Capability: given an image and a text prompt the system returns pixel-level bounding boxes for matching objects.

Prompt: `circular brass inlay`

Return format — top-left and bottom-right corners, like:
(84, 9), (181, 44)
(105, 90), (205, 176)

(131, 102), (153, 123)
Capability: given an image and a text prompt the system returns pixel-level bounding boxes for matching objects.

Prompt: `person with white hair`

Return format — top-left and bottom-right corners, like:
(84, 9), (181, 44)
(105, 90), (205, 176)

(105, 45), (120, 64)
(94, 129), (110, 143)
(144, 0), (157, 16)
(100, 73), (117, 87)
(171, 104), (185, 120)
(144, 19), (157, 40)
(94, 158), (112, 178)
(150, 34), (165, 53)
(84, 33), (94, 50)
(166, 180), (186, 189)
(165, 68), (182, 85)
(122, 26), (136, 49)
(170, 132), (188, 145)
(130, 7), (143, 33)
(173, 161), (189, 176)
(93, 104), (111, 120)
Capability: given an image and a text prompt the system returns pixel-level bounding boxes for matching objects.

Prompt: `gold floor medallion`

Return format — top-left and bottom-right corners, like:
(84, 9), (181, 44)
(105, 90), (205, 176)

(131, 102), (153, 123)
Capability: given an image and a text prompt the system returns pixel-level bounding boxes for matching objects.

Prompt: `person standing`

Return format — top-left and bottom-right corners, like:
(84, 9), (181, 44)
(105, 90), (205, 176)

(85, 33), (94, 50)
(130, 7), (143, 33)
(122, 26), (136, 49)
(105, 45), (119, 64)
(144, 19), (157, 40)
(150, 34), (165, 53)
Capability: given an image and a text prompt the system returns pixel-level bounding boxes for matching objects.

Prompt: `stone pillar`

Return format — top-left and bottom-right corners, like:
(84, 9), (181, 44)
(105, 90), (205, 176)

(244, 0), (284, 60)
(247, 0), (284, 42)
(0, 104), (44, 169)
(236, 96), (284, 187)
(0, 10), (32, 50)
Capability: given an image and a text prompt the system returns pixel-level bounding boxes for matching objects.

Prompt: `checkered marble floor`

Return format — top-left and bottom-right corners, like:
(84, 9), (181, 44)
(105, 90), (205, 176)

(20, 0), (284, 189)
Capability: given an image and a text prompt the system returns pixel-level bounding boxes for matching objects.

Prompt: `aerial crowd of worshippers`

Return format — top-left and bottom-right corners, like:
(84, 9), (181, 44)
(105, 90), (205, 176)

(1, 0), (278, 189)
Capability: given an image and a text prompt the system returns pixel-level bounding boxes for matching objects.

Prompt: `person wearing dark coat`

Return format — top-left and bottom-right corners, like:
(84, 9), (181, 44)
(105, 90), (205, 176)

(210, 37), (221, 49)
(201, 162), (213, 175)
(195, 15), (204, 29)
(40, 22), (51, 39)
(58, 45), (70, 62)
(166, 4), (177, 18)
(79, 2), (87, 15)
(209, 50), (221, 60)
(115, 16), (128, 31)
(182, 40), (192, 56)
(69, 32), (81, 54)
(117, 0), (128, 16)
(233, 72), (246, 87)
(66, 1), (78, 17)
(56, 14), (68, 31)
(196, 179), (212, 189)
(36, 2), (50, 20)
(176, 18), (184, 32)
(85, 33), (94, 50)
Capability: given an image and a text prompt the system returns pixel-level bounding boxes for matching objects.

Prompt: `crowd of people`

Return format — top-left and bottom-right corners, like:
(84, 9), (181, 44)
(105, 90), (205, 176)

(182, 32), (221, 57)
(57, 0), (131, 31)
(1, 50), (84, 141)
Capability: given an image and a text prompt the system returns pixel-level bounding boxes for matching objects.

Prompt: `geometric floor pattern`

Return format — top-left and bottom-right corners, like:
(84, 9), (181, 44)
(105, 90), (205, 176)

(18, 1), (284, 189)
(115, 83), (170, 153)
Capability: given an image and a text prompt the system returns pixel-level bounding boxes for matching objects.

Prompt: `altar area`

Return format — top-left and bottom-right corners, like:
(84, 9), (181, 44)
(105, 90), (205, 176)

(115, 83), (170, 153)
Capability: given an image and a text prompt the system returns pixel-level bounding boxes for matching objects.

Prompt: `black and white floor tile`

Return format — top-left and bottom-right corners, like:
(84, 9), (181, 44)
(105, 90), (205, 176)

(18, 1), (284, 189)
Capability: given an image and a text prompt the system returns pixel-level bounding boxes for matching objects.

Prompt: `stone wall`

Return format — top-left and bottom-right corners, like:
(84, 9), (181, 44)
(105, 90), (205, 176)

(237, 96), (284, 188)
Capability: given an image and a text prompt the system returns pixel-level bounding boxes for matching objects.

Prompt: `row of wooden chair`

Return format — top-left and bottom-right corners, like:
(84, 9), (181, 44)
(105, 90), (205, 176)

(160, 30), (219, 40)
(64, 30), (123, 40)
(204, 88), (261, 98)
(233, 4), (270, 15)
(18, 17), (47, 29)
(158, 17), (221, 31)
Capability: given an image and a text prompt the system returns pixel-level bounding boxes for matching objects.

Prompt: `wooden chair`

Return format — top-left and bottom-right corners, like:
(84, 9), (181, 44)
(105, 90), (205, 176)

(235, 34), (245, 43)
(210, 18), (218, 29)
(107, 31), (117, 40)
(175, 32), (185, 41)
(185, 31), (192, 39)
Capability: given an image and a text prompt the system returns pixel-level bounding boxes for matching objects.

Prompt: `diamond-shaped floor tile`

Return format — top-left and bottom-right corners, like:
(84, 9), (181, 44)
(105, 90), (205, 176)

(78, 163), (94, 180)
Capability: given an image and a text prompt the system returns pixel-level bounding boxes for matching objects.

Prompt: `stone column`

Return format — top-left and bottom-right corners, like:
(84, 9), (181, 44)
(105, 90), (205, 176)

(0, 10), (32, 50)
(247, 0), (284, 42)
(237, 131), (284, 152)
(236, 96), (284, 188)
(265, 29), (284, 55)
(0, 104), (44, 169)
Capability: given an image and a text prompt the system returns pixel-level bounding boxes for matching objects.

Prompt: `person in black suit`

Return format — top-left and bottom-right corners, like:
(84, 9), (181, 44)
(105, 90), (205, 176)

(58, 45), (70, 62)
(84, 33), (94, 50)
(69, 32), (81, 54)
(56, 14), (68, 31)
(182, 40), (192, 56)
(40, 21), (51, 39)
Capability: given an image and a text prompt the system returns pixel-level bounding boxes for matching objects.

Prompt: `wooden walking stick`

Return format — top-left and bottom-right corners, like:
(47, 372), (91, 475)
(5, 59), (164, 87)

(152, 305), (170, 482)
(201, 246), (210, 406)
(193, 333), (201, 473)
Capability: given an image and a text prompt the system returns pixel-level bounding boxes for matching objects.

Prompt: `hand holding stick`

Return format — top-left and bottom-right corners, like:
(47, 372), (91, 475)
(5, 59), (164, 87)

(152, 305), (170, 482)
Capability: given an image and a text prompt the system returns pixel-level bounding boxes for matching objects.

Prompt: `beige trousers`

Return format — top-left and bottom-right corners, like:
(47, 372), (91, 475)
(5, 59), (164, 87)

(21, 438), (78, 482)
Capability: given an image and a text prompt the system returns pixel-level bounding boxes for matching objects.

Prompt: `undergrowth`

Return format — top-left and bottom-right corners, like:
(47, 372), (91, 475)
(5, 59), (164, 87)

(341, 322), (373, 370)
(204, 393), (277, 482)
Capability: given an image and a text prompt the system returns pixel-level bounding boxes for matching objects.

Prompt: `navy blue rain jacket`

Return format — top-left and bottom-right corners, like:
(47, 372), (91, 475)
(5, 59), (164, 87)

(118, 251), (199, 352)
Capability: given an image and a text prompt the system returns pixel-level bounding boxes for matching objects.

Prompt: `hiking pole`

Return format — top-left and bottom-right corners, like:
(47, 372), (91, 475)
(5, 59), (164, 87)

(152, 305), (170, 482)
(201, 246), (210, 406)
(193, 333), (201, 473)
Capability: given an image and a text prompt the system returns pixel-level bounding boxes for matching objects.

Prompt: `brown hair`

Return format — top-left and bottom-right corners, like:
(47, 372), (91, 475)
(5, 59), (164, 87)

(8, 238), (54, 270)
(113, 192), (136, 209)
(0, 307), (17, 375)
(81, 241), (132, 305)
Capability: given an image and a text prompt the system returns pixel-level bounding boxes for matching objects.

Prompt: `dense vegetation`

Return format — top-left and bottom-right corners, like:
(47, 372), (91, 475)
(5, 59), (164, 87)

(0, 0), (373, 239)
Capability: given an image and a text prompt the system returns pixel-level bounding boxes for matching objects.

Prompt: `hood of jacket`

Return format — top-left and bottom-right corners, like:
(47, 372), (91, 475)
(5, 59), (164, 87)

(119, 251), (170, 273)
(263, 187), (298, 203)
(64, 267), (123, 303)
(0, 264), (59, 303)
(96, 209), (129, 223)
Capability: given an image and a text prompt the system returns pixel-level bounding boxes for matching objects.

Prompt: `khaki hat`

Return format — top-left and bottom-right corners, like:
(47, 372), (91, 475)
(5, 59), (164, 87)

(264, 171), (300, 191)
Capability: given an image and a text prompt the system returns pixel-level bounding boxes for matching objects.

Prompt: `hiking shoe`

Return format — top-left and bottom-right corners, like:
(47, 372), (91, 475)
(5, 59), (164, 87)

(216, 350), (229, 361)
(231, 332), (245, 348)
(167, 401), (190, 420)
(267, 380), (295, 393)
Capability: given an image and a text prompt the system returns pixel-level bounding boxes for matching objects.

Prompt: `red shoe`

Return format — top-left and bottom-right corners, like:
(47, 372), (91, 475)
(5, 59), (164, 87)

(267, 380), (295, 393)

*****

▸ Requirements:
Lay out the stretch of the listing from its first line through the line containing "(93, 104), (111, 120)" as a JSON array of strings. Use one string per line and omit blank lines.

▸ Solution to this problem:
[
  "Capability: given an image and a text prompt the system returns pixel-level bounding boxes for matching objects.",
  "Prompt: `circular brass inlay`",
  "Return format — top-left and bottom-right corners, like:",
  "(84, 9), (181, 44)",
  "(105, 90), (205, 176)",
  "(131, 102), (153, 123)",
  "Capability: given an image and a text prompt the system returns pixel-level bounding boxes for matching objects.",
  "Prompt: `person with white hair`",
  "Return format — top-left and bottom-right corners, like:",
  "(84, 9), (181, 44)",
  "(105, 90), (205, 176)",
  "(105, 45), (120, 64)",
  "(94, 129), (110, 143)",
  "(144, 0), (157, 16)",
  "(100, 73), (117, 87)",
  "(171, 104), (185, 120)",
  "(144, 19), (157, 40)",
  "(94, 158), (112, 178)",
  "(150, 34), (165, 53)",
  "(84, 33), (94, 50)",
  "(166, 180), (186, 189)",
  "(165, 68), (182, 85)",
  "(122, 26), (136, 49)",
  "(170, 132), (188, 145)",
  "(130, 7), (143, 33)",
  "(173, 161), (189, 176)",
  "(93, 104), (111, 120)"
]